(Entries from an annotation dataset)
------------------------------------

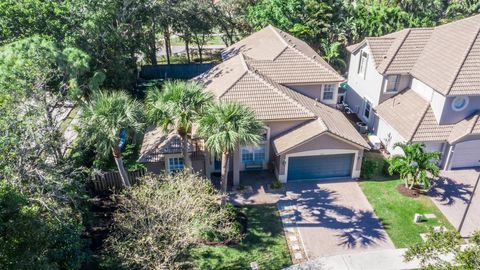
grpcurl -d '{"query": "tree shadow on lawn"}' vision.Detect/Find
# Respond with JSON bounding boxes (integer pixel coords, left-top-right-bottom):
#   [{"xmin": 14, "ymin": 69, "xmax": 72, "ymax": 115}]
[
  {"xmin": 428, "ymin": 177, "xmax": 473, "ymax": 205},
  {"xmin": 190, "ymin": 205, "xmax": 289, "ymax": 269},
  {"xmin": 288, "ymin": 184, "xmax": 387, "ymax": 248}
]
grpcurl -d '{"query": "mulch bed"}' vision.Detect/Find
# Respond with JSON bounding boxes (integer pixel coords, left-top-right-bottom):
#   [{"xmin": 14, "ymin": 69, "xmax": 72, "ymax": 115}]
[{"xmin": 396, "ymin": 183, "xmax": 423, "ymax": 198}]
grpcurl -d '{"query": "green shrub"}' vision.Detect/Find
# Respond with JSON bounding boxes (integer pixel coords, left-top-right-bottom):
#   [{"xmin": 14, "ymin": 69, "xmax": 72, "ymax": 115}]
[
  {"xmin": 270, "ymin": 181, "xmax": 283, "ymax": 189},
  {"xmin": 360, "ymin": 154, "xmax": 388, "ymax": 179},
  {"xmin": 0, "ymin": 181, "xmax": 86, "ymax": 269}
]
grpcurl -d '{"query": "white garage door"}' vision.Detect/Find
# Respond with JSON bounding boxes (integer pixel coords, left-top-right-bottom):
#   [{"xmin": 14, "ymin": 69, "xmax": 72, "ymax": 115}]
[{"xmin": 452, "ymin": 140, "xmax": 480, "ymax": 169}]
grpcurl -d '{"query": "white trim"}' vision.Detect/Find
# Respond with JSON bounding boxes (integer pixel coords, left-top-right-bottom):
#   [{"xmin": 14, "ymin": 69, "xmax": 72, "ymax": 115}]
[
  {"xmin": 361, "ymin": 97, "xmax": 373, "ymax": 120},
  {"xmin": 278, "ymin": 149, "xmax": 360, "ymax": 183},
  {"xmin": 236, "ymin": 126, "xmax": 271, "ymax": 171},
  {"xmin": 450, "ymin": 96, "xmax": 470, "ymax": 112},
  {"xmin": 164, "ymin": 154, "xmax": 185, "ymax": 172}
]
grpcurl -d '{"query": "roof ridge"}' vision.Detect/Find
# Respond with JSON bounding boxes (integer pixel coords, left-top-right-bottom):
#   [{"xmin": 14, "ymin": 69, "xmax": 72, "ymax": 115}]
[
  {"xmin": 381, "ymin": 28, "xmax": 411, "ymax": 73},
  {"xmin": 468, "ymin": 113, "xmax": 480, "ymax": 134},
  {"xmin": 218, "ymin": 53, "xmax": 248, "ymax": 99},
  {"xmin": 241, "ymin": 57, "xmax": 316, "ymax": 116},
  {"xmin": 269, "ymin": 25, "xmax": 341, "ymax": 77},
  {"xmin": 267, "ymin": 24, "xmax": 289, "ymax": 60},
  {"xmin": 408, "ymin": 102, "xmax": 431, "ymax": 141},
  {"xmin": 445, "ymin": 25, "xmax": 480, "ymax": 95}
]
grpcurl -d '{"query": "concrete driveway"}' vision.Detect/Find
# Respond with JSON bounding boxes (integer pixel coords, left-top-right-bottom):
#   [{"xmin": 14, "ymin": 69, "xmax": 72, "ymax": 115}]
[
  {"xmin": 286, "ymin": 180, "xmax": 394, "ymax": 259},
  {"xmin": 429, "ymin": 169, "xmax": 480, "ymax": 237}
]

------------------------------------

### Request
With the pictures omitted, reproduce the records in full and exactly.

### The result
grpcurl -d '{"query": "tree shadow on lawn"}' vision.Detect/Find
# Respond with JSON bounding boxes (integer pixel coords, left-top-right-bottom):
#   [{"xmin": 14, "ymin": 69, "xmax": 72, "ymax": 115}]
[
  {"xmin": 428, "ymin": 177, "xmax": 473, "ymax": 205},
  {"xmin": 190, "ymin": 205, "xmax": 289, "ymax": 269},
  {"xmin": 288, "ymin": 184, "xmax": 387, "ymax": 248}
]
grpcurl -d '{"query": "mulch bed"}' vision.Detect/Find
# Respond with JSON bounding boxes (integer pixel coords, left-top-right-bottom):
#   [{"xmin": 14, "ymin": 69, "xmax": 72, "ymax": 115}]
[{"xmin": 396, "ymin": 183, "xmax": 423, "ymax": 198}]
grpcurl -d '{"query": "green shrub"}' vision.Detect/Find
# Respond with JSON bounding boxes (integer pixel coords, left-top-right-bottom):
#   [{"xmin": 14, "ymin": 69, "xmax": 72, "ymax": 115}]
[
  {"xmin": 270, "ymin": 181, "xmax": 283, "ymax": 189},
  {"xmin": 360, "ymin": 154, "xmax": 388, "ymax": 179},
  {"xmin": 0, "ymin": 181, "xmax": 86, "ymax": 269}
]
grpcurl -d '{"query": "white garage door"}' vision.Detect/Find
# Respond with JSON bounding boxes (integer pixel coords, left-top-right-bottom):
#   [{"xmin": 14, "ymin": 69, "xmax": 72, "ymax": 115}]
[{"xmin": 452, "ymin": 140, "xmax": 480, "ymax": 169}]
grpcurl -d '{"query": "white trim"}' vision.Detect/Find
# Respond with JSON bounding boxes (integer pixel coords, left-top-right-bottom):
#   [{"xmin": 14, "ymin": 69, "xmax": 72, "ymax": 115}]
[
  {"xmin": 361, "ymin": 97, "xmax": 373, "ymax": 120},
  {"xmin": 278, "ymin": 149, "xmax": 360, "ymax": 183},
  {"xmin": 236, "ymin": 126, "xmax": 271, "ymax": 171},
  {"xmin": 450, "ymin": 96, "xmax": 470, "ymax": 112},
  {"xmin": 164, "ymin": 154, "xmax": 185, "ymax": 172}
]
grpcurl -d '{"query": "roof ridge"}' vision.Detect/Find
# Respond with JSON bounding boxes (integer pixel coords, left-top-right-bottom):
#   [{"xmin": 14, "ymin": 69, "xmax": 72, "ymax": 115}]
[
  {"xmin": 381, "ymin": 28, "xmax": 411, "ymax": 73},
  {"xmin": 468, "ymin": 113, "xmax": 480, "ymax": 134},
  {"xmin": 218, "ymin": 53, "xmax": 248, "ymax": 99},
  {"xmin": 241, "ymin": 57, "xmax": 316, "ymax": 116},
  {"xmin": 269, "ymin": 25, "xmax": 341, "ymax": 77},
  {"xmin": 267, "ymin": 24, "xmax": 289, "ymax": 60},
  {"xmin": 408, "ymin": 102, "xmax": 431, "ymax": 141},
  {"xmin": 445, "ymin": 25, "xmax": 480, "ymax": 95}
]
grpcurl -d '{"query": "concrete driveway"}' vision.Detect/Find
# Respond with JSON bounding boxes (integer pixel coords, left-top-right-bottom):
#   [{"xmin": 14, "ymin": 69, "xmax": 72, "ymax": 115}]
[
  {"xmin": 286, "ymin": 180, "xmax": 394, "ymax": 259},
  {"xmin": 429, "ymin": 169, "xmax": 480, "ymax": 237}
]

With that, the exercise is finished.